-- Start Provided passage --

For more information about Badapple please see the following papers:

The code contained in this repo is for building and analyzing the Badapple databases. If you would like to view the code for the Badapple UI or API please visit the repos below:

For small use cases (up to 100 compounds) one can use the Badapple2 web app: https://chiltepin.health.unm.edu/badapple2.

Setup

If you would like to locally install everything (UI+API+DBs) you can clone the Badapple2-API repo and follow the local installation instructions.

If you would like to install just the DBs continue reading.

badapple_classic

If you want to setup the badapple_classic DB follow the instructions here.

badapple2

The steps below outline how one can setup the badapple2 DB.

Easy Setup

Option 1: Docker

Use this option to install a Docker image with the DB.

See the docker README file here

Option 2: PostgreSQL

Use this option to install the DB directly on your system using PostgreSQL.

  1. Follow the PostgreSQL setup instructions here
  2. Download badapple2.pgdump.
  3. Create the DB: createdb badapple2
  4. Load DB from dump file: pg_restore -O -x -v -d badapple2 badapple2.pgdump
    • Note: If you're including the "activity" table then use: pg_restore -O -x -v -d badapple2 badapple2_full.pgdump

Setup "from-scratch"

-- End Provided passage --
-- Start Task input --

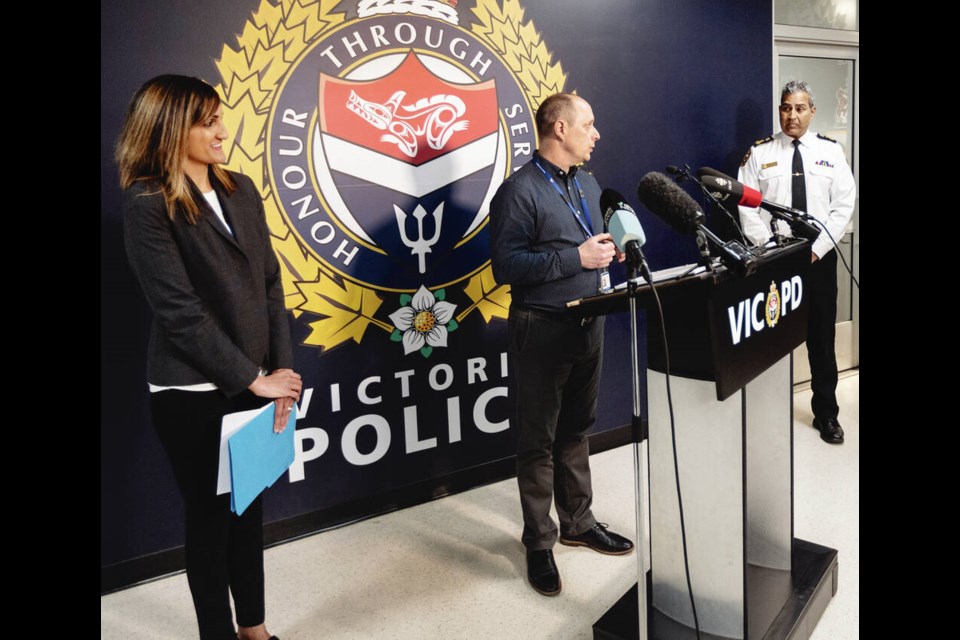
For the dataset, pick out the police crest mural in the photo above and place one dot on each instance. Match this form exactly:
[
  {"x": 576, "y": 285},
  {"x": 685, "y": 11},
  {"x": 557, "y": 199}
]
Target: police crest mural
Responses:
[{"x": 379, "y": 131}]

-- End Task input --

(Task requirements):
1) Swap "police crest mural" for "city seal mosaic" everywhere it occurs in the entry, keeping everything else the same, and leave out the picture.
2) Write the next part of the Badapple database setup guide, starting after its last line.
The Badapple setup text and the entry have no connection to each other.

(Written answers):
1)
For the dataset, pick out the city seal mosaic in the photo above and place one dot on each instance. Match this form exactly:
[
  {"x": 576, "y": 285},
  {"x": 685, "y": 11},
  {"x": 557, "y": 199}
]
Target: city seal mosaic
Responses:
[{"x": 379, "y": 131}]

2)
You can skip this section if you setup the DB using the steps from above

If you would like to run the entire workflow used to create the badapple2 DB, then please follow the instructions here.

Code Usage

If you'd like to run the scripts/code contained within this repository then you will need to follow the setup guidelines outlined below.

System Requirements

Code is expected to work on Linux systems.

MacOS and Windows users will need need to modify the conda environment.yml file. Make sure to follow appropriate installation guidelines for other dependencies (PostgreSQL, Docker). Please note that packages/dependencies may function differently across operating systems.

Python Setup

  1. Setup conda (see the Miniconda Site for more info)
    • (Optional) I'd recommend using the libmamba solver for faster install times, see here
  2. Install the Badapple2 environment: conda env create -f environment.yml
    • This will create a new conda env with name badapple2. If you wish, you can change the first line of environment.yml prior to the command above to change the name.

PostgreSQL Setup

  1. Install PostgreSQL with the RDKit cartridge (requires sudo): sudo apt install postgresql-14-rdkit
  2. (Option 1) Make your user a superuser prior to DB setup:
    1. Switch to postgres user: (base) <username>@<computer>:~$ sudo -i -u postgres
    2. Make yourself a superuser: psql -c "CREATE USER <username> WITH SUPERUSER PASSWORD '<password>'"
  3. (Option 2) If you don't want to make <username> a superuser, follow the steps below:
    1. When running DB setup commands, prepend sudo -u postgres to DB setup commands. For example, instead of createdb <DB_NAME> use sudo -u postgres createdb <DB_NAME>.
    2. After setting up the DB as postgres you can grant permissions to <username> to access the DB as <username> like so:
    sudo -i -u postgres
    psql -d <DB_NAME> -c "CREATE ROLE <username> WITH LOGIN PASSWORD '<password>'"
    psql -d <DB_NAME> -c "GRANT SELECT ON ALL TABLES IN SCHEMA public TO <username>"
    psql -d <DB_NAME> -c "GRANT SELECT ON ALL SEQUENCES IN SCHEMA public TO <username>"
    psql -d <DB_NAME> -c "GRANT EXECUTE ON ALL FUNCTIONS IN SCHEMA public TO <username>"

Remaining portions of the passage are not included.